— Description of the task —
Output the entries word for word. Omit images.

— Data lines —
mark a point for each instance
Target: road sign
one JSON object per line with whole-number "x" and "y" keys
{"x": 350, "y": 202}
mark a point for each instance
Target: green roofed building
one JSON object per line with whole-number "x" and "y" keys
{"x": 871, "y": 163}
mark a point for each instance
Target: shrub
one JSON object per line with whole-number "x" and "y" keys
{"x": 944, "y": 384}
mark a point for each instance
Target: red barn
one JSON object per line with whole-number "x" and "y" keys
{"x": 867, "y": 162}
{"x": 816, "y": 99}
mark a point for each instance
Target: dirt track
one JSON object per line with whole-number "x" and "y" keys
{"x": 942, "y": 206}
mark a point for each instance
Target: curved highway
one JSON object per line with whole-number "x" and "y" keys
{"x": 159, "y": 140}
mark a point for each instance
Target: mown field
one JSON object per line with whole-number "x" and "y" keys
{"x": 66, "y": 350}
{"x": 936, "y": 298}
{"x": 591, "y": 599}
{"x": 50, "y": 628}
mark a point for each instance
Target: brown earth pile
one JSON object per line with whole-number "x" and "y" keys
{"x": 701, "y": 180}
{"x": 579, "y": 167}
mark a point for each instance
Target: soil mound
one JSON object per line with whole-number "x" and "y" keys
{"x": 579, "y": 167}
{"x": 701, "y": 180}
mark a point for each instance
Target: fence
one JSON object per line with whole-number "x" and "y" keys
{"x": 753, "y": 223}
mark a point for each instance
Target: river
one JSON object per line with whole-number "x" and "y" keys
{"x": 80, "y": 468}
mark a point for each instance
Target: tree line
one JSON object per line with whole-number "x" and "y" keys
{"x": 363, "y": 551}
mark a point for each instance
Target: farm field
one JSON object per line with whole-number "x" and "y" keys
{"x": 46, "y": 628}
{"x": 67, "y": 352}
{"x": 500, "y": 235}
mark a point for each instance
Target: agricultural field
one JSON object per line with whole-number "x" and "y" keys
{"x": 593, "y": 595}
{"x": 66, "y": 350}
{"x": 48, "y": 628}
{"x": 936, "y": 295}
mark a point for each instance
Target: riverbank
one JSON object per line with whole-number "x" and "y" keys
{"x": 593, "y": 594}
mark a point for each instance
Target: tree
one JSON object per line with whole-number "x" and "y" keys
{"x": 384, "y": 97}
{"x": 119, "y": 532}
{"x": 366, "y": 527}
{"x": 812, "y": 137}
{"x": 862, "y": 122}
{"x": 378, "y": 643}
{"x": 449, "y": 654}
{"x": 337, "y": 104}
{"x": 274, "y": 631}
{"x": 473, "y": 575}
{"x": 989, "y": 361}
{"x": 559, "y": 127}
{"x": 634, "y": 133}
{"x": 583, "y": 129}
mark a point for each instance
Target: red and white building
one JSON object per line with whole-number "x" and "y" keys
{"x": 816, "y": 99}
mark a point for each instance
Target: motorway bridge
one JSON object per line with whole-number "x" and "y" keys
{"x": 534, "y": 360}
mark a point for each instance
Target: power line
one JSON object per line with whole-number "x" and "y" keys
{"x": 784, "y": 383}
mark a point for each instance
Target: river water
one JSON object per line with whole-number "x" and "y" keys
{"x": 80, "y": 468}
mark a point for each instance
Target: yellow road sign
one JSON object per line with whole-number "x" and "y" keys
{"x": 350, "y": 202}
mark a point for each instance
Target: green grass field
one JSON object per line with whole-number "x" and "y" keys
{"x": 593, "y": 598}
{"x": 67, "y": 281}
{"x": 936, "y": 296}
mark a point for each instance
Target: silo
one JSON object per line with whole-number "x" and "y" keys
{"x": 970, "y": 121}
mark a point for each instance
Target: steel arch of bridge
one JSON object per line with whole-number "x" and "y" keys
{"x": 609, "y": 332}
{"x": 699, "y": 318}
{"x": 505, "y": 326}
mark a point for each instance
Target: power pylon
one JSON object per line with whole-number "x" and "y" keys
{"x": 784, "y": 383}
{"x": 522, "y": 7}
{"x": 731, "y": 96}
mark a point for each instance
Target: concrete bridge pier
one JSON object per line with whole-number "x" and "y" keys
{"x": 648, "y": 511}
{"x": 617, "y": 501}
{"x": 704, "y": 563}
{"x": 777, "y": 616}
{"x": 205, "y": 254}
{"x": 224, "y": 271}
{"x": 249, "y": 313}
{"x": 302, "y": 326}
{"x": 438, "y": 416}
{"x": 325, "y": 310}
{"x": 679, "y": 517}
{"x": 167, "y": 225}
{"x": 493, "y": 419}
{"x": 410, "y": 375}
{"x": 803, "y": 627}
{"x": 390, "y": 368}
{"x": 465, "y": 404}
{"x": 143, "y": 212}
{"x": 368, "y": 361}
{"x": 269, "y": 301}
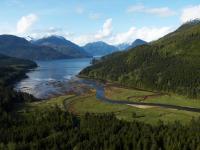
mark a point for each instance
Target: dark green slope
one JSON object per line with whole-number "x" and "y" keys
{"x": 171, "y": 63}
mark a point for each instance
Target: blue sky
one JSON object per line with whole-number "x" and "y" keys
{"x": 82, "y": 21}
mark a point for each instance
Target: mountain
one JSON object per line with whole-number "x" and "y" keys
{"x": 137, "y": 42}
{"x": 63, "y": 46}
{"x": 19, "y": 47}
{"x": 99, "y": 48}
{"x": 170, "y": 64}
{"x": 123, "y": 46}
{"x": 12, "y": 69}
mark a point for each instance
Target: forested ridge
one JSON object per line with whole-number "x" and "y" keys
{"x": 170, "y": 64}
{"x": 58, "y": 129}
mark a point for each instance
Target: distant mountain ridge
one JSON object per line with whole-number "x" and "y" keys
{"x": 123, "y": 46}
{"x": 63, "y": 46}
{"x": 170, "y": 64}
{"x": 18, "y": 47}
{"x": 100, "y": 48}
{"x": 137, "y": 42}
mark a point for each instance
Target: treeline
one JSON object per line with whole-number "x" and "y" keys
{"x": 56, "y": 129}
{"x": 170, "y": 64}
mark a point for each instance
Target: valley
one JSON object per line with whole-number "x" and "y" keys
{"x": 100, "y": 75}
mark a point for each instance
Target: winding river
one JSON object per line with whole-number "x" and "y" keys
{"x": 54, "y": 78}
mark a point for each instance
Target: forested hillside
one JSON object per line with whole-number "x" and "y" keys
{"x": 171, "y": 63}
{"x": 57, "y": 129}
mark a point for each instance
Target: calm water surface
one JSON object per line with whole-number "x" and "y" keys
{"x": 52, "y": 78}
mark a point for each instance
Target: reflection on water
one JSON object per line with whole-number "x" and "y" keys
{"x": 52, "y": 77}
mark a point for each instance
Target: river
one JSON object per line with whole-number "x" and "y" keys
{"x": 52, "y": 78}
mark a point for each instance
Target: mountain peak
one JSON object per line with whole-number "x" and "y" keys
{"x": 100, "y": 48}
{"x": 189, "y": 24}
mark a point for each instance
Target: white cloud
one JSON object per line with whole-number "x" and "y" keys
{"x": 160, "y": 11}
{"x": 146, "y": 33}
{"x": 190, "y": 13}
{"x": 25, "y": 23}
{"x": 39, "y": 33}
{"x": 79, "y": 10}
{"x": 94, "y": 16}
{"x": 106, "y": 30}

— Answer —
mark a point for each instance
Target: road sign
one JSON object per line with whole-number "x" and "y" keys
{"x": 350, "y": 202}
mark a point for each instance
Target: green roofed building
one JSON object per line with whole-number "x" and "y" keys
{"x": 871, "y": 163}
mark a point for each instance
Target: shrub
one JSON object per line with whole-number "x" and "y" keys
{"x": 944, "y": 384}
mark a point for each instance
Target: red barn
one JSON object per line with whole-number "x" and "y" keys
{"x": 867, "y": 162}
{"x": 816, "y": 99}
mark a point for each instance
Target: dirt track
one JSON object per line with whole-number "x" and "y" keys
{"x": 942, "y": 206}
mark a point for each instance
Target: curved highway
one JSON object per line with whole-number "x" and "y" keys
{"x": 159, "y": 140}
mark a point for each instance
Target: mown field
one JSON object per line with whole-number "x" and "y" keys
{"x": 66, "y": 350}
{"x": 936, "y": 298}
{"x": 591, "y": 599}
{"x": 50, "y": 628}
mark a point for each instance
Target: brown earth pile
one JSON object per line with whole-number "x" and "y" keys
{"x": 701, "y": 180}
{"x": 579, "y": 167}
mark a point for each instance
Target: soil mound
one JSON object per line with whole-number "x" and "y" keys
{"x": 579, "y": 167}
{"x": 701, "y": 180}
mark a point for each instance
Target: fence
one JSON object per line with whole-number "x" and "y" keys
{"x": 753, "y": 223}
mark a point for each instance
Target: river
one JSON object per line with whole-number "x" and "y" keys
{"x": 80, "y": 468}
mark a point for each instance
Target: tree line
one JSON object per line with whole-number "x" and "y" keys
{"x": 363, "y": 551}
mark a point for each instance
Target: farm field
one JSON object per line with whole-number "x" and "y" keys
{"x": 46, "y": 628}
{"x": 67, "y": 352}
{"x": 500, "y": 235}
mark a point for each instance
Target: agricultural field
one JSON object per line with whole-number "x" and "y" keys
{"x": 593, "y": 595}
{"x": 66, "y": 350}
{"x": 48, "y": 628}
{"x": 936, "y": 295}
mark a point for each instance
Target: riverbank
one JSON object per line with whole-number "x" and "y" keys
{"x": 593, "y": 594}
mark a point for each instance
Target: tree
one JSON object per line with whole-number "x" and "y" keys
{"x": 384, "y": 97}
{"x": 119, "y": 532}
{"x": 366, "y": 527}
{"x": 812, "y": 137}
{"x": 862, "y": 122}
{"x": 378, "y": 643}
{"x": 449, "y": 654}
{"x": 337, "y": 104}
{"x": 274, "y": 631}
{"x": 473, "y": 575}
{"x": 989, "y": 361}
{"x": 559, "y": 127}
{"x": 634, "y": 133}
{"x": 583, "y": 129}
mark a point for each instance
Target: red and white building
one JSON object per line with whole-number "x" and "y" keys
{"x": 816, "y": 99}
mark a point for each instance
Target: motorway bridge
one JSON object per line with whole-number "x" and "y" keys
{"x": 534, "y": 360}
mark a point for each instance
Target: power line
one JSON object per line with whole-number "x" and "y" keys
{"x": 784, "y": 383}
mark a point for each instance
Target: river water
one JSON object per line with whole-number "x" and "y" keys
{"x": 80, "y": 468}
mark a point for each instance
Target: yellow road sign
one JSON object per line with whole-number "x" and "y" keys
{"x": 350, "y": 202}
mark a point for each instance
Target: green grass field
one JSON object per line with whole-number "x" and "y" keys
{"x": 593, "y": 598}
{"x": 67, "y": 281}
{"x": 936, "y": 296}
mark a point for each instance
Target: silo
one JSON object per line with whole-number "x" and "y" keys
{"x": 970, "y": 121}
mark a point for each instance
Target: steel arch of bridge
one JSON object per line with whole-number "x" and "y" keys
{"x": 609, "y": 332}
{"x": 699, "y": 318}
{"x": 505, "y": 326}
mark a point for each instance
Target: power pylon
one JSON object per line with whole-number "x" and "y" keys
{"x": 784, "y": 383}
{"x": 522, "y": 7}
{"x": 731, "y": 96}
mark a point for each instance
Target: concrete bridge pier
one JSON object per line with whole-number "x" and "y" keys
{"x": 648, "y": 511}
{"x": 617, "y": 501}
{"x": 704, "y": 563}
{"x": 777, "y": 616}
{"x": 205, "y": 254}
{"x": 224, "y": 271}
{"x": 249, "y": 313}
{"x": 302, "y": 326}
{"x": 438, "y": 416}
{"x": 325, "y": 310}
{"x": 679, "y": 517}
{"x": 167, "y": 225}
{"x": 493, "y": 419}
{"x": 410, "y": 375}
{"x": 803, "y": 627}
{"x": 390, "y": 368}
{"x": 465, "y": 404}
{"x": 143, "y": 212}
{"x": 368, "y": 361}
{"x": 269, "y": 301}
mark a point for each instance
Target: dark green slope
one JSON object per line with whole-number "x" and "y" keys
{"x": 171, "y": 63}
mark a point for each instance
Target: blue sky
one JSON object per line with whole-number "x" and "y" keys
{"x": 82, "y": 21}
mark a point for each instance
Target: mountain
one JSON object per line with whole-number "x" and "y" keys
{"x": 137, "y": 42}
{"x": 63, "y": 46}
{"x": 19, "y": 47}
{"x": 99, "y": 48}
{"x": 170, "y": 64}
{"x": 123, "y": 46}
{"x": 12, "y": 69}
mark a point for each instance
Target: forested ridge
one JSON object per line with whole-number "x" and "y" keys
{"x": 170, "y": 64}
{"x": 58, "y": 129}
mark a point for each instance
Target: distant mountain ridge
one JSON object per line with whole-number "x" and "y" keys
{"x": 123, "y": 46}
{"x": 63, "y": 46}
{"x": 170, "y": 64}
{"x": 18, "y": 47}
{"x": 100, "y": 48}
{"x": 137, "y": 42}
mark a point for each instance
Target: treeline
one JSON object per line with whole-number "x" and "y" keys
{"x": 56, "y": 129}
{"x": 170, "y": 64}
mark a point for each instance
Target: valley
one JSON object per line with whole-number "x" and "y" keys
{"x": 100, "y": 75}
mark a point for each instance
Target: winding river
one JSON object per line with whole-number "x" and "y" keys
{"x": 54, "y": 78}
mark a point for each instance
Target: forested hillside
one JSON object per line with whole-number "x" and "y" keys
{"x": 171, "y": 63}
{"x": 57, "y": 129}
mark a point for each instance
Target: calm water surface
one JSON object per line with whole-number "x" and "y" keys
{"x": 52, "y": 78}
mark a point for each instance
Target: reflection on water
one JSON object per line with whole-number "x" and "y" keys
{"x": 52, "y": 77}
mark a point for each instance
Target: river
one JSON object per line with whole-number "x" and "y" keys
{"x": 52, "y": 78}
mark a point for each instance
Target: mountain peak
one JSON object per line with whole-number "x" and "y" keys
{"x": 100, "y": 48}
{"x": 189, "y": 24}
mark a point for each instance
Target: white cloud
one JSON object per line with whole-number "x" and "y" keys
{"x": 160, "y": 11}
{"x": 146, "y": 33}
{"x": 190, "y": 13}
{"x": 25, "y": 23}
{"x": 39, "y": 33}
{"x": 79, "y": 10}
{"x": 94, "y": 16}
{"x": 106, "y": 30}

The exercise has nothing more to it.